George Orwell long since described the British as “a nation of flower
lovers”. But the (horti-)cultural obsession is now growing wildly out of
control.
The Royal Horticultural Society show at Chelsea, which ends today, has become
a sort of national fashion week for flowers, a rockery festival exciting
more coverage each year. Even this sensible paper hailed gardening as “the
new rock’n’roll”, picturing the ex-Blur bassist making a proper peony of
himself wielding a garden fork like a guitar. The BBC boasts about “live and
interactive” coverage from Chelsea, as if it was offering instant action
replays of the grass growing. During one action-packed outside broadcast, a
professional photographer of flora suggested that his was “the most exciting
job in the world”. The Guild of Drying Paint Watchers might demur.
Hay fever notwithstanding, I don’t actually dislike gardens. Kew or Hampton
Court are a delight. But there is something rotten in the UK plot today.

•••••

* [Required work]
1. In the piece on Britain's gardening craze, which event is called "a sort of national fashion week for flowers"?
2. List every phrase that the piece on Britain's gardening craze puts inside quotation marks.
3. Carry on the piece about Britain's gardening craze, starting right after its final sentence.

•••••

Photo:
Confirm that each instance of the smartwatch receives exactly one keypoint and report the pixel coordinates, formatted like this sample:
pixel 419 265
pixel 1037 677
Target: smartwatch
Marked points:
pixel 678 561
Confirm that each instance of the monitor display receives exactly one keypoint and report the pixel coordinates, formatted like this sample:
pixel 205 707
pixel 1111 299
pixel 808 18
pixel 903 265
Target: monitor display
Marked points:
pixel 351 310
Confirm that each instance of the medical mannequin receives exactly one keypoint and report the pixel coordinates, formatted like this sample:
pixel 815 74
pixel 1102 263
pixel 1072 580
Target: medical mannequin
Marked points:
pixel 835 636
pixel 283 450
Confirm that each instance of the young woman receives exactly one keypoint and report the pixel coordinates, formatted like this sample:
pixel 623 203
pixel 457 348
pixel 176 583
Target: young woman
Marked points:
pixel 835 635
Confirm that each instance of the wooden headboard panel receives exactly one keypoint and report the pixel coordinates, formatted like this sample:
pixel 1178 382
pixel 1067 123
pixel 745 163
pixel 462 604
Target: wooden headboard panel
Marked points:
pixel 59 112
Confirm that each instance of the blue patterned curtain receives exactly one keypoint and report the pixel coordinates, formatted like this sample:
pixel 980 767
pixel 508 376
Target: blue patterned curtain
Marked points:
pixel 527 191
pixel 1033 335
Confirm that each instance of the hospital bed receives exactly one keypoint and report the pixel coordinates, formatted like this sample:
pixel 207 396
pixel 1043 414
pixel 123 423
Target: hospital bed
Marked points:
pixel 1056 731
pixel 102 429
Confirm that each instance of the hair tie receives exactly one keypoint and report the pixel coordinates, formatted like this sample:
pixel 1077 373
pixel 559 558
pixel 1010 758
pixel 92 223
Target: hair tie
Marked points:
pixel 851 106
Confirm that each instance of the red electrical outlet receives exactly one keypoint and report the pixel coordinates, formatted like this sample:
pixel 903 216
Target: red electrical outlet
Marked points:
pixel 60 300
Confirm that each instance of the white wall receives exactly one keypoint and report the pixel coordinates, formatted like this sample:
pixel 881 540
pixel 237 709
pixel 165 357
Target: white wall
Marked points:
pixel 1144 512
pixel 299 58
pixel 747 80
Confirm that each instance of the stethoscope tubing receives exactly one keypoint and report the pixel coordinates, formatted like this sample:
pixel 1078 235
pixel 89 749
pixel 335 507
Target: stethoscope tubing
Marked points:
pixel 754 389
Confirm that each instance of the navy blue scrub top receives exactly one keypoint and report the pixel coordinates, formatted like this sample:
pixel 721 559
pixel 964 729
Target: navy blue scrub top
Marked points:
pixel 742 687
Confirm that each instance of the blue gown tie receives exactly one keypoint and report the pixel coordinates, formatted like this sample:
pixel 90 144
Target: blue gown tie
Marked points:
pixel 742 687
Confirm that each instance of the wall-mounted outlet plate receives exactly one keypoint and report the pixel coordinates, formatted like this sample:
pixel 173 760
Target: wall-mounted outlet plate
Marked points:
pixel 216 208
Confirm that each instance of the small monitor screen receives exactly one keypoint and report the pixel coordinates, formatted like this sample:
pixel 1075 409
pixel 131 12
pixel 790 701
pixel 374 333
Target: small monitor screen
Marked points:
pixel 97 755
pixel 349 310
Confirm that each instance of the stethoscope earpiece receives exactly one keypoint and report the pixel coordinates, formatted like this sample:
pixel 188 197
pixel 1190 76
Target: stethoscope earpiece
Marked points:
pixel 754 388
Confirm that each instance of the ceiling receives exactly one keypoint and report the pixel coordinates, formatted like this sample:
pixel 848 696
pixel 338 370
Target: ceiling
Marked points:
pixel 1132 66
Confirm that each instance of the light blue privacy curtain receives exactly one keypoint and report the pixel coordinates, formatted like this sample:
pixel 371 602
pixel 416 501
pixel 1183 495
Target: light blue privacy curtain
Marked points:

•••••

* [Answers provided]
1. The Royal Horticultural Society show at Chelsea.

2.
- "a nation of flower lovers"
- "the new rock'n'roll"
- "live and interactive"
- "the most exciting job in the world"

3.
Gardening has gone from being a private hobby to a public hobbyhorse, draining
more and more time and money. Once it was a respite from the hurly-burly of
life; as Voltaire’s Candide had it, whatever happened in the world “we must
cultivate our garden”. Far from being a retreat, it is advancing way beyond
the garden gate, a private pastime blossoming to fill the gap as our public
and political life withers.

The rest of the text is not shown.